BEGIN Provided records

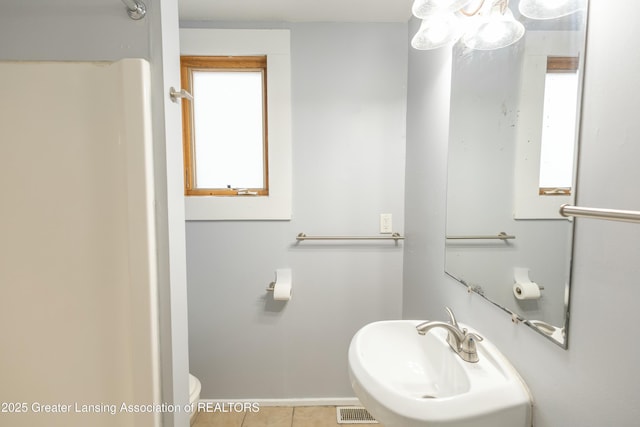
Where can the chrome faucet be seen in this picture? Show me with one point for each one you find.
(460, 341)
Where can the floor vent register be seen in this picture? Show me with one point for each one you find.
(354, 415)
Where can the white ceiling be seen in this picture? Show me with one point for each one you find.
(296, 10)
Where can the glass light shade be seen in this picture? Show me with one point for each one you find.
(496, 31)
(426, 8)
(437, 31)
(550, 9)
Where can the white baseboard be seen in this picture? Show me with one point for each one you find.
(320, 401)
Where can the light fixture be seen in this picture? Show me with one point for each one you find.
(480, 24)
(497, 30)
(436, 31)
(550, 9)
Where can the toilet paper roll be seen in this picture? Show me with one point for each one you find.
(525, 291)
(282, 287)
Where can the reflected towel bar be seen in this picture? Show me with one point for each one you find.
(393, 236)
(500, 236)
(608, 214)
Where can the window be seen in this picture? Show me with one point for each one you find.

END Provided records

- Task: Every entry above should be printed again exactly, except for the pictures.

- Solution for this problem:
Where can the chrome faucet be seen in this picture? Show me with one point for each one you find.
(460, 341)
Where can the floor vent register be seen in this picture? Show me with one point for each one you find.
(354, 415)
Where can the white ceiling be seen in this picture? Show me with one point for each one you find.
(296, 10)
Where can the glass light shade be seen in this picture? Show me with one point for each one you find.
(496, 31)
(426, 8)
(437, 31)
(550, 9)
Where can the white baseboard be seen in this picture? Show me with one point for each one you find.
(320, 401)
Where can the light fixture be seen in this picture? Show me with one point for each one you find.
(480, 24)
(497, 30)
(436, 31)
(550, 9)
Where can the toilet paper roll be seen in this picture? Show me with one point for each one you find.
(525, 291)
(282, 287)
Where can the reflected towel bar be seen in this picture? Show me with one point for each one you find.
(393, 236)
(500, 236)
(608, 214)
Where can the window be seen in this picture? Show me with one point for each one you find.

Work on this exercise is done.